__What is required__. Reproduce verbatim every line of the material from the line containing "[locate] street lamp (one" through the end of the material, including both of those ends.

__Records__.
%%

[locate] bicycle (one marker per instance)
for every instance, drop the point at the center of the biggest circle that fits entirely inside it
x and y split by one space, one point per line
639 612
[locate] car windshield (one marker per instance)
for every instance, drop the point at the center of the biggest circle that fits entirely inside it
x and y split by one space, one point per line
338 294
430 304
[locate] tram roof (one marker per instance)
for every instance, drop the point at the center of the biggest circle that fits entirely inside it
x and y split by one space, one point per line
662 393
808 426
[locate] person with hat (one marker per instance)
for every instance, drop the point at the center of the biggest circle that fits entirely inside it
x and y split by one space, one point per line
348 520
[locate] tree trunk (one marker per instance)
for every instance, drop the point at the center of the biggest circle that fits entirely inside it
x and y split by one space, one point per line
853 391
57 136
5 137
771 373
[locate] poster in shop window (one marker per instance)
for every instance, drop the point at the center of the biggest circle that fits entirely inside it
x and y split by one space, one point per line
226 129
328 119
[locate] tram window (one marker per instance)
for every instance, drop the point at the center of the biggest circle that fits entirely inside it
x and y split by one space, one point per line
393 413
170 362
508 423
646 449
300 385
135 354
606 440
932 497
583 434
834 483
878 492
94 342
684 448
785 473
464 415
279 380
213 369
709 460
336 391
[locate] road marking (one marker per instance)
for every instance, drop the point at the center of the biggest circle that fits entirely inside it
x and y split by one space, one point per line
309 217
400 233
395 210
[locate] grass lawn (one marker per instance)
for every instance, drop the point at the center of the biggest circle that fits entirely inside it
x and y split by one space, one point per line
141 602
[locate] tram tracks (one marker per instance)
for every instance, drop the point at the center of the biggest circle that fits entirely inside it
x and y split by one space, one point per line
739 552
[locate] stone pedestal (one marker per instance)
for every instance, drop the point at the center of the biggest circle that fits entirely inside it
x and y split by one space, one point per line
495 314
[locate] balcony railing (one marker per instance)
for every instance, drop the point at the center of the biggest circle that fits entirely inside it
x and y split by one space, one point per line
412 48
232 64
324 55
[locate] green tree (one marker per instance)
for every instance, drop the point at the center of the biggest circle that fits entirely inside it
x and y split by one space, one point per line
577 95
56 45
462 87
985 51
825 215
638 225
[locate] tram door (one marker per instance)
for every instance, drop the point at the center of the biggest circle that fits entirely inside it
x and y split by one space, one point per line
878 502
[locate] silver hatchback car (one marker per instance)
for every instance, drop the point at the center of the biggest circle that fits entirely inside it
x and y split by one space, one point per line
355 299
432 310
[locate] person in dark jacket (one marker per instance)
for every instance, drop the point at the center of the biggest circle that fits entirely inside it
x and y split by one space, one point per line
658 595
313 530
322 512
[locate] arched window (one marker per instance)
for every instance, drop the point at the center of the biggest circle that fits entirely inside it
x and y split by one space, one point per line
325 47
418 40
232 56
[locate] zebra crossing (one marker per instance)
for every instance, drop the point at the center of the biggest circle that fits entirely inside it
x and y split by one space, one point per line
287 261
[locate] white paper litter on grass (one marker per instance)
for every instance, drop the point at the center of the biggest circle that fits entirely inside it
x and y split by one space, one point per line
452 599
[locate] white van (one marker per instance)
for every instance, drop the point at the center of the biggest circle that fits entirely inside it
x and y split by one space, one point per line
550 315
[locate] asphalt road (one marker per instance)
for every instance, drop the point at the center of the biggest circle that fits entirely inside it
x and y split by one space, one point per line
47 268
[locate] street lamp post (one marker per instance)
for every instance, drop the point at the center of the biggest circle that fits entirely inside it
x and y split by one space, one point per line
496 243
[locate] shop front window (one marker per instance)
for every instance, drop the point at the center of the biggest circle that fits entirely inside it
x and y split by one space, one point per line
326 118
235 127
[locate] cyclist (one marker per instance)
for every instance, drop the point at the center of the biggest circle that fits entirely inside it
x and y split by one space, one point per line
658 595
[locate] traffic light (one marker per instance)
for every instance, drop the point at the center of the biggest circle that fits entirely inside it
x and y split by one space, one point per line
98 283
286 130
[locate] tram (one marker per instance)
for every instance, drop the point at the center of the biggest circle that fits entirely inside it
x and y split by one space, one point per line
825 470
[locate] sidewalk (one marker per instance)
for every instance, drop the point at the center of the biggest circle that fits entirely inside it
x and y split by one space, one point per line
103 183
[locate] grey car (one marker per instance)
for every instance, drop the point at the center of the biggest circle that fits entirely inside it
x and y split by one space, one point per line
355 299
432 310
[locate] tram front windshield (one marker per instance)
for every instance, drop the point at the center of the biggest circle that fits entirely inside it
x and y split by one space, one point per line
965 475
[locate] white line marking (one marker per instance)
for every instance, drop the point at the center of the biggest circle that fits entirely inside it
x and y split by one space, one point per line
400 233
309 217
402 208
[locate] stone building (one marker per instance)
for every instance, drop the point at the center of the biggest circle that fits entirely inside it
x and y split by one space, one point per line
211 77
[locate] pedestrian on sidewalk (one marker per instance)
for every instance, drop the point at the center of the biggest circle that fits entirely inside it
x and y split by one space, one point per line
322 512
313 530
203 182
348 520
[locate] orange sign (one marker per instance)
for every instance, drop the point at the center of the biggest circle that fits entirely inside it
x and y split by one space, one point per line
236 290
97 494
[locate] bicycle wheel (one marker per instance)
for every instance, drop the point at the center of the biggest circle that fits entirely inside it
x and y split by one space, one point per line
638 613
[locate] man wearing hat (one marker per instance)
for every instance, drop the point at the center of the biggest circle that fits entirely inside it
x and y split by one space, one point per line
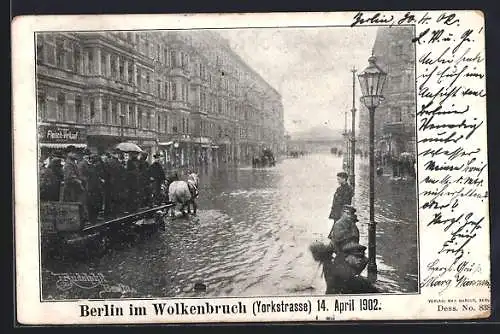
343 196
74 189
157 176
114 179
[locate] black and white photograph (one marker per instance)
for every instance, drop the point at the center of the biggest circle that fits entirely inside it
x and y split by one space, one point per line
227 162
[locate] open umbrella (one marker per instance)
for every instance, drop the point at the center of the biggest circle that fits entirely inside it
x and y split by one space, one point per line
128 147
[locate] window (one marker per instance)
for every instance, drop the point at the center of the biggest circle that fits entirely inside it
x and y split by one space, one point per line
77 59
61 107
90 56
104 70
173 57
165 56
146 46
60 52
138 78
50 50
68 56
396 114
42 106
114 73
78 109
114 113
396 83
92 110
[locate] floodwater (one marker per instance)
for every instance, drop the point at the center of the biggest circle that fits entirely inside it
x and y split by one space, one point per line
251 237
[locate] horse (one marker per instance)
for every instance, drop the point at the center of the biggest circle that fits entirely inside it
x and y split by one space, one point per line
184 193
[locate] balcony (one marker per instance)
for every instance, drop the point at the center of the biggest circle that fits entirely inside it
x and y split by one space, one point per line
394 128
115 130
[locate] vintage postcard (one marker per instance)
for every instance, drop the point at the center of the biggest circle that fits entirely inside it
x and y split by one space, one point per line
250 167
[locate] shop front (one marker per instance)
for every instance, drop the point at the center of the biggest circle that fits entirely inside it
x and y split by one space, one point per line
54 140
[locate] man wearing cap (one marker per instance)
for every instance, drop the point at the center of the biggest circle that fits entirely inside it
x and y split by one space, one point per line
343 196
157 176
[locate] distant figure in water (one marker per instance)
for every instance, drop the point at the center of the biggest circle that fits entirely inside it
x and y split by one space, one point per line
343 259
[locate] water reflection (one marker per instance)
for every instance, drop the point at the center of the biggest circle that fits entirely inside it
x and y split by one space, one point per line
252 233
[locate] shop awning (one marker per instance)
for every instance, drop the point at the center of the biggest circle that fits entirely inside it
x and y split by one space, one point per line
63 145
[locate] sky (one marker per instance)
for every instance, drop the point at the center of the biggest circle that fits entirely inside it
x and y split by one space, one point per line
310 67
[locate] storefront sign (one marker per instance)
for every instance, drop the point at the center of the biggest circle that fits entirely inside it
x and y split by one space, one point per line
63 135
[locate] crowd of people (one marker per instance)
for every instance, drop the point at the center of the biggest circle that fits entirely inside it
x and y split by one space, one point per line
114 182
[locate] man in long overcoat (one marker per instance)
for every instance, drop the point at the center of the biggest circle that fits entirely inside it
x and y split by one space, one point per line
157 176
343 196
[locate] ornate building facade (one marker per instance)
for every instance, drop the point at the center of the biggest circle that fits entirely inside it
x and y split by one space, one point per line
395 122
185 94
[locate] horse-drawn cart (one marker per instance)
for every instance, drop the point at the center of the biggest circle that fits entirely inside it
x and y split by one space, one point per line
64 231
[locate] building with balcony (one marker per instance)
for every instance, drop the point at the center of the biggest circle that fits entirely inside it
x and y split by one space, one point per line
395 123
183 93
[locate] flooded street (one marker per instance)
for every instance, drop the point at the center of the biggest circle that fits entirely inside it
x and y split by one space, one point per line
251 237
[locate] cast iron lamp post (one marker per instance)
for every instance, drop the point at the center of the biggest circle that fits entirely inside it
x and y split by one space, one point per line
372 80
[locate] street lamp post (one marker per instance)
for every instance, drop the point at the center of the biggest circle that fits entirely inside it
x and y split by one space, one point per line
372 80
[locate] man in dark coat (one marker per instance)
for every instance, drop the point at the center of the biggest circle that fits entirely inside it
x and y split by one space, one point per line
50 181
157 176
144 181
343 196
74 189
132 172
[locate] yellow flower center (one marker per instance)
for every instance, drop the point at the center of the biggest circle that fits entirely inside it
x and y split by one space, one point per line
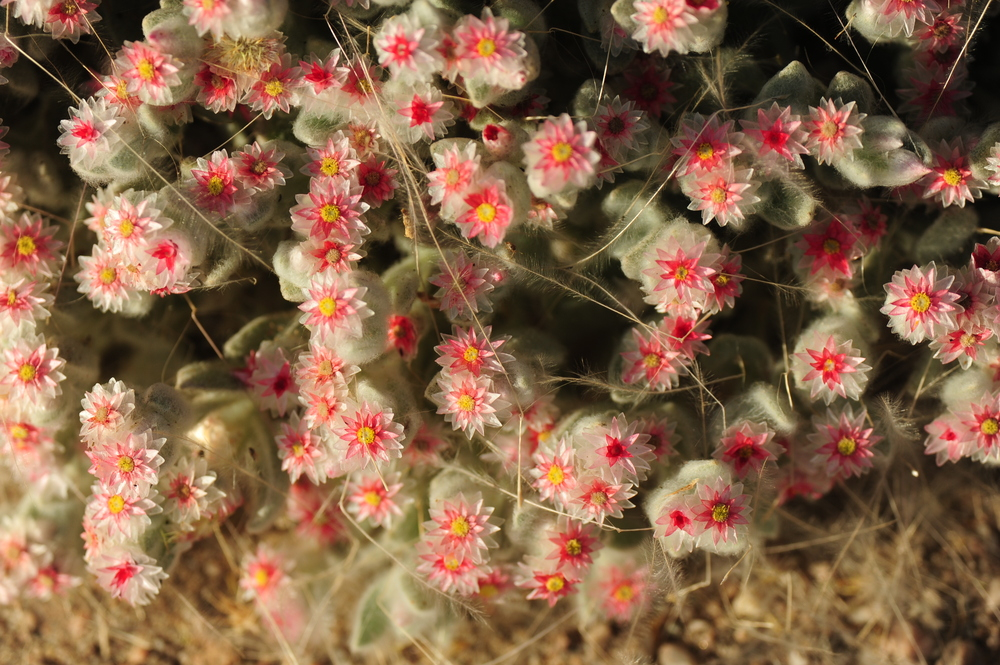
329 213
26 246
624 593
261 578
366 436
555 474
486 212
216 185
274 88
27 372
116 504
486 47
327 307
561 152
920 302
146 70
329 167
460 527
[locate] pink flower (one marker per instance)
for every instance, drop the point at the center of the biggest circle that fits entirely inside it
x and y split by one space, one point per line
31 373
71 18
488 213
560 156
962 344
548 585
259 167
982 426
189 491
149 73
89 137
334 307
462 526
949 438
107 410
275 88
554 472
423 114
448 570
371 436
777 135
331 209
407 49
128 574
264 574
832 370
919 305
119 513
23 304
619 127
451 180
102 280
488 50
725 195
596 499
463 287
27 247
468 352
706 147
951 181
214 185
682 275
302 451
898 16
574 543
834 130
132 462
723 509
623 593
746 446
216 91
619 450
208 15
371 499
663 26
378 182
467 402
844 444
336 160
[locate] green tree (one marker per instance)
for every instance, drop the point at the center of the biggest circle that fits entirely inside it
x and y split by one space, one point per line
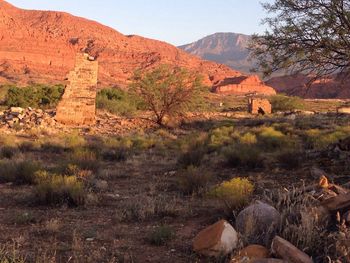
305 36
166 91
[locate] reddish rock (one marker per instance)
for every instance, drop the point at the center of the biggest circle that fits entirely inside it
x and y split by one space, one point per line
216 240
78 106
287 251
259 106
40 46
243 85
298 85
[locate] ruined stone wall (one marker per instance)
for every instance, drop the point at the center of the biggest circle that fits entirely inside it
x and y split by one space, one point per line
78 104
259 106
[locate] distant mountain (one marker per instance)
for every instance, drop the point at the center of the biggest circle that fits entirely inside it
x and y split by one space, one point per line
225 48
231 49
40 47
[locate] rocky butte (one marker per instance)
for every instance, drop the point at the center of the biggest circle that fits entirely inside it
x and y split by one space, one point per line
40 47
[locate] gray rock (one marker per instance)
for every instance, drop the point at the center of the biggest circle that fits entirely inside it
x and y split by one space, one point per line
258 223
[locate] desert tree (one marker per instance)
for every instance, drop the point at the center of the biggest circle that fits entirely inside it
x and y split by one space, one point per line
304 36
166 91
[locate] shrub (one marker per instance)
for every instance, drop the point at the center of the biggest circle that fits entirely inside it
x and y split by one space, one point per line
161 235
193 157
248 138
243 156
53 189
271 139
286 103
289 159
235 193
221 136
117 101
18 172
166 91
85 158
193 180
8 152
38 96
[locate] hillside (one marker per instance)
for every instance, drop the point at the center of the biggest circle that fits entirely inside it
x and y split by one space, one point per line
226 48
40 46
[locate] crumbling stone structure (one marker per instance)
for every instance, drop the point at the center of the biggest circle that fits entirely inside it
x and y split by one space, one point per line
78 104
259 106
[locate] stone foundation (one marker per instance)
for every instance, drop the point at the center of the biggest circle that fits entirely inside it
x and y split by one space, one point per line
259 106
78 104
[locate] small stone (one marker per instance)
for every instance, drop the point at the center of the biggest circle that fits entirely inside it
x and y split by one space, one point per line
216 240
258 223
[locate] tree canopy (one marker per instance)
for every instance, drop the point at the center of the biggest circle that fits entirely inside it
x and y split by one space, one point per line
305 36
166 90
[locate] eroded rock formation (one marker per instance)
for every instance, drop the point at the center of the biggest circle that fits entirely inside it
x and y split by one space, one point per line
243 85
78 104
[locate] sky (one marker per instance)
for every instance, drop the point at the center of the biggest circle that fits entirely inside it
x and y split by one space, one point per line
174 21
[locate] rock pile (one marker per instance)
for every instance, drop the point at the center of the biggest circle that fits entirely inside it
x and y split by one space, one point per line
258 226
21 118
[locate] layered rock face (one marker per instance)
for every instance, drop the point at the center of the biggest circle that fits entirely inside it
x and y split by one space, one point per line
40 46
78 106
243 85
334 87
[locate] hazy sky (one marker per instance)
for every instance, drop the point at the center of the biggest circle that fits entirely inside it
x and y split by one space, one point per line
174 21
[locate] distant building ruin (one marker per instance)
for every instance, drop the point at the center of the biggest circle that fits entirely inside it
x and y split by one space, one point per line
259 106
78 104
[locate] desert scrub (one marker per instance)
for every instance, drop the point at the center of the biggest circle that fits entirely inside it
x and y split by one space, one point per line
8 152
55 189
222 136
161 235
320 139
85 158
117 101
193 180
234 194
243 156
18 172
149 208
272 140
37 96
286 103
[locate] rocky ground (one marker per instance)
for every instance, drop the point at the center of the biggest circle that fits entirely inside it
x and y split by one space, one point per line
139 208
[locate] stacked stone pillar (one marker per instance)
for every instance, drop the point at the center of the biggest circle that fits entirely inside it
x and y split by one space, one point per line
78 104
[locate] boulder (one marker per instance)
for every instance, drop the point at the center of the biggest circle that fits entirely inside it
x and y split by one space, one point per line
258 223
250 253
216 240
287 251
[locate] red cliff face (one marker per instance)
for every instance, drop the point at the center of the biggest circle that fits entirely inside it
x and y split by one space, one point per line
40 46
325 88
243 85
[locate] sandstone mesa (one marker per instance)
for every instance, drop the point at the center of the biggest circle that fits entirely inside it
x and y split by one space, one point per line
40 47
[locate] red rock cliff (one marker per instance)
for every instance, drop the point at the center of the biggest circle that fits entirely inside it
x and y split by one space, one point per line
40 46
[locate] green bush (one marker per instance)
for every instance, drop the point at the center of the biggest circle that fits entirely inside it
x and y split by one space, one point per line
37 96
117 101
18 172
54 189
161 235
193 180
235 193
244 156
286 103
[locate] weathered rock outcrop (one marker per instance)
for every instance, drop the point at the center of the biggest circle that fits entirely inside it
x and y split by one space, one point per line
243 85
40 46
78 106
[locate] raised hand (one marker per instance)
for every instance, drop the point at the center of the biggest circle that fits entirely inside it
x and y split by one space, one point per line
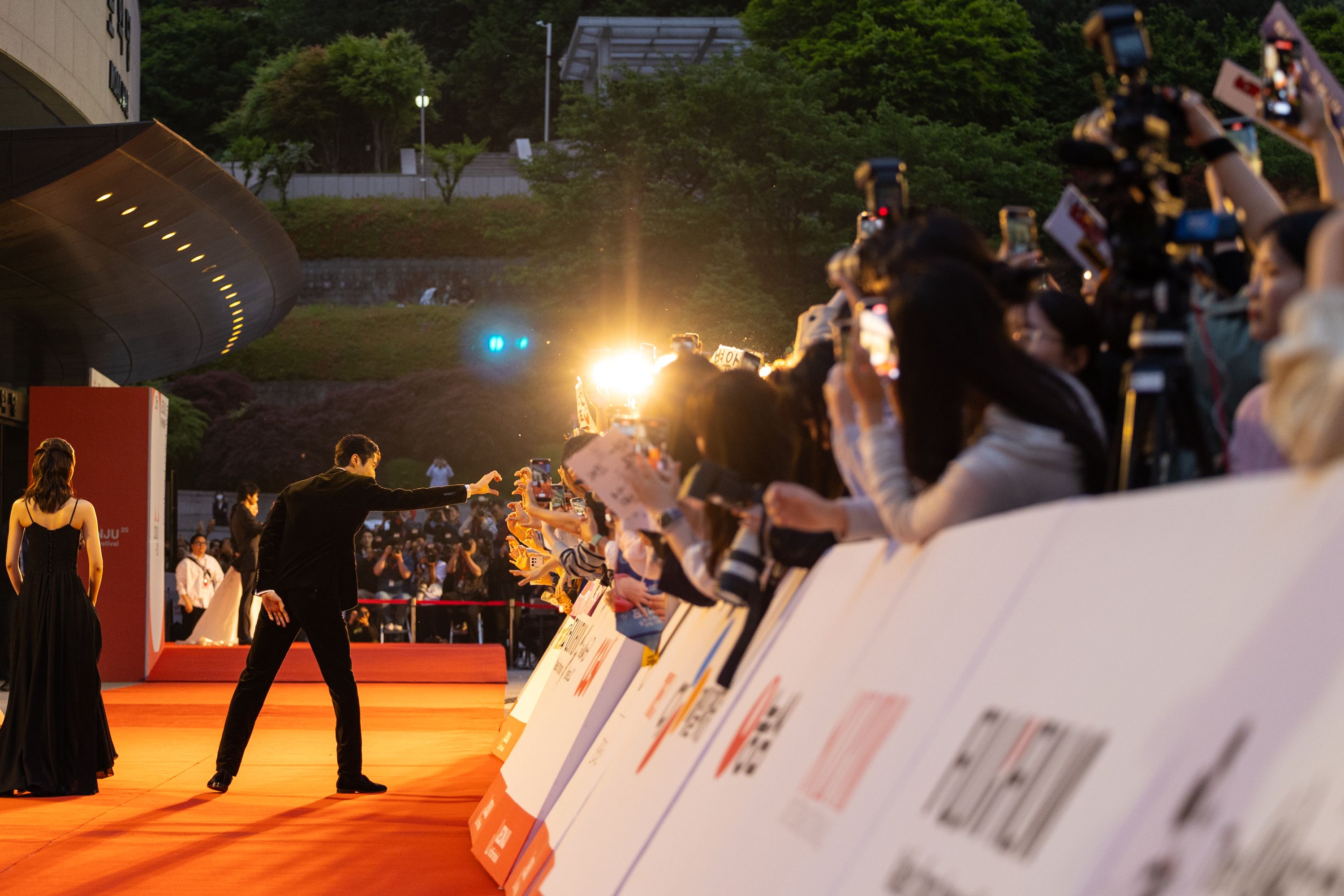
483 485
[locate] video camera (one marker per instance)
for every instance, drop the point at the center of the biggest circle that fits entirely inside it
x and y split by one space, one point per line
1137 140
886 201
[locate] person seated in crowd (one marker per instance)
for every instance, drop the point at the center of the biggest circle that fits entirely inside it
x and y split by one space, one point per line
737 425
1064 334
359 625
1277 277
392 577
198 577
440 473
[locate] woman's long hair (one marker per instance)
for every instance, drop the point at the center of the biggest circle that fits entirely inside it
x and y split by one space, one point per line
738 417
949 326
53 468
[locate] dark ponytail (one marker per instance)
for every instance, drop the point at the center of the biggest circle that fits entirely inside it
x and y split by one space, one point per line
53 468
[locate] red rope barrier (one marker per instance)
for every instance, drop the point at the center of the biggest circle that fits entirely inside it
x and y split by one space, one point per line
464 603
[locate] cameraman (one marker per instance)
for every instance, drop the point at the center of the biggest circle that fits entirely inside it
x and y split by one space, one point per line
392 574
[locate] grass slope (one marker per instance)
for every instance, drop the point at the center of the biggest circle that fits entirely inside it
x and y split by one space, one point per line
353 345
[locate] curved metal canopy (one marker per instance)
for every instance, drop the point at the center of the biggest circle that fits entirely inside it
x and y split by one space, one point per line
125 249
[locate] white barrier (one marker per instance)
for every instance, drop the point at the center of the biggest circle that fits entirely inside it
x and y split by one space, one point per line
593 669
1142 694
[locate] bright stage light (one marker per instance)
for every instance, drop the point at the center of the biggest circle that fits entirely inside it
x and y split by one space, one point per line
624 374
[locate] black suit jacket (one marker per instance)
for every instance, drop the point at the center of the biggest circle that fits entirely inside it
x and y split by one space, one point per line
245 530
310 535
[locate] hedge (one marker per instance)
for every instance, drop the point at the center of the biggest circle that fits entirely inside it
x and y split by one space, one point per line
385 228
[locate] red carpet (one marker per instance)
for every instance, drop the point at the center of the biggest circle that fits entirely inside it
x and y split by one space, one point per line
281 828
429 663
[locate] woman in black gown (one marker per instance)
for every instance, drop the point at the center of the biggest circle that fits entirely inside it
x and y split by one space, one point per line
54 741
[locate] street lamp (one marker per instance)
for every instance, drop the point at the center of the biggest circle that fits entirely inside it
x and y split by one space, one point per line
422 101
546 120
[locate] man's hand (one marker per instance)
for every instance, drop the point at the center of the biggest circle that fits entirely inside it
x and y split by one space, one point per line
483 485
275 607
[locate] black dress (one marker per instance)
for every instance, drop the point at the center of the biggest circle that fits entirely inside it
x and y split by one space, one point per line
54 741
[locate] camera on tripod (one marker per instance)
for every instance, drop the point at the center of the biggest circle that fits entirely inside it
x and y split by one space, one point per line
886 199
1136 140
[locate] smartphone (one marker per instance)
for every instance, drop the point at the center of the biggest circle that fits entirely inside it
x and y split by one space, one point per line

%%

__Written response__.
[locate] street lamp (one marker per instance)
for every instance, drop the point at the center of the biggest circle that fits entirely inside it
x and y split by one space, one point per line
422 101
546 120
[locate] man's hand (one marker per instance)
for every instance, drop the point at the center of the biggest circle that fits entirely inside it
x and y split by one space, one point per line
483 485
275 607
[locate] black dress (one marker per instance)
for every instance, drop the point at the center of the biggest circle that fits entirely inside it
x and y split by one space, one point per line
54 741
[locate] camera on tripod (one marker per instance)
for every instance, drop the point at the center of the biggest circle that fits entirely inside it
x and y split by one space, one point per line
886 199
1136 140
[locate] smartphone (one marker per instance)
for every instance, drop the point at the center of the biggest circle that fits entirely inside it
x and y split by one space, one point per line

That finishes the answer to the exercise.